**What the task asks**
Search term "ladder": please show all lines in the listing that contain it.

-.-.-

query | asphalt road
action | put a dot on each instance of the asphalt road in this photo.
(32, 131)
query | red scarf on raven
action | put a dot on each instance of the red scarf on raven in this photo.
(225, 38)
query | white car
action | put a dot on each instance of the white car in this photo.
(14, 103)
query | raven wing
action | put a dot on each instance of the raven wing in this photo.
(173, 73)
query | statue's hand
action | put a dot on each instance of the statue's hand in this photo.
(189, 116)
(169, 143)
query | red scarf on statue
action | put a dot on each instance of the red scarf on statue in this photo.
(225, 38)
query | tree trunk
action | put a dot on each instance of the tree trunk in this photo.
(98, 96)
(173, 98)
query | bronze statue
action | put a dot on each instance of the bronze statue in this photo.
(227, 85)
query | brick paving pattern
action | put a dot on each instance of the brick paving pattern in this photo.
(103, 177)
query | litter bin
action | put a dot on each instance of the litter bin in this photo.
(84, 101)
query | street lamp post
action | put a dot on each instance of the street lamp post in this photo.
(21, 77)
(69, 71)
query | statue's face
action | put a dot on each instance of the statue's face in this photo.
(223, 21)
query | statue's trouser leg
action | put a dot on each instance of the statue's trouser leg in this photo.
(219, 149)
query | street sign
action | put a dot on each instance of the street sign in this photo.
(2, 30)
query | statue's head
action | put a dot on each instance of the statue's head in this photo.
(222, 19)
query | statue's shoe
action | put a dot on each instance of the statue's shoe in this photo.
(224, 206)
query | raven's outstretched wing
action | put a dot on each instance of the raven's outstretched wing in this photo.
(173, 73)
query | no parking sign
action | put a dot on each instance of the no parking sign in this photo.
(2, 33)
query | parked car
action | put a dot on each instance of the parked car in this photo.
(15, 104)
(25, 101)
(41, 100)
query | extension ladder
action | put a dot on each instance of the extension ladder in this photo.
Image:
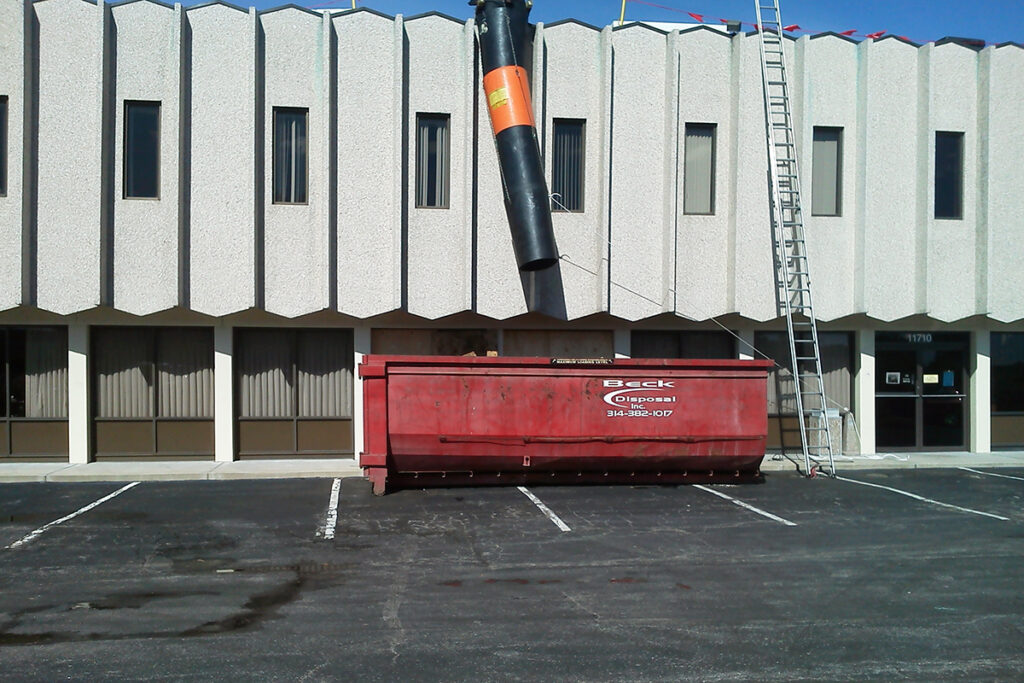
(793, 284)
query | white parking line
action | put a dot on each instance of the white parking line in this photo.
(545, 509)
(991, 474)
(745, 506)
(926, 500)
(331, 522)
(42, 529)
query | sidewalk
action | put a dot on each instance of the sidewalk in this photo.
(286, 469)
(904, 461)
(178, 471)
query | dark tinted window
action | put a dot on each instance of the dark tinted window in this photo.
(141, 150)
(1008, 372)
(567, 164)
(432, 166)
(826, 171)
(698, 169)
(3, 144)
(290, 165)
(676, 344)
(948, 175)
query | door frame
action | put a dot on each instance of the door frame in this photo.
(916, 342)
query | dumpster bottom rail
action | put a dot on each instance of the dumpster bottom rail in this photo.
(384, 481)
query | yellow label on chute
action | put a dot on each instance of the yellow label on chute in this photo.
(498, 97)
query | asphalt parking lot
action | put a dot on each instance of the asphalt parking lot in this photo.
(790, 580)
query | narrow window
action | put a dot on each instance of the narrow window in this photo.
(698, 169)
(948, 175)
(567, 164)
(141, 172)
(3, 145)
(826, 180)
(290, 155)
(432, 161)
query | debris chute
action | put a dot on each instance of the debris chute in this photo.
(502, 29)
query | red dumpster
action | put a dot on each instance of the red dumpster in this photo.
(457, 420)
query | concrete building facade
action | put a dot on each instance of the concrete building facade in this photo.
(221, 312)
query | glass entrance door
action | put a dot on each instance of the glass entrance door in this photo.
(921, 390)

-.-.-

**Result for this task**
query | extension ladder
action | put a dot on each instance of the extension ladder in this photo.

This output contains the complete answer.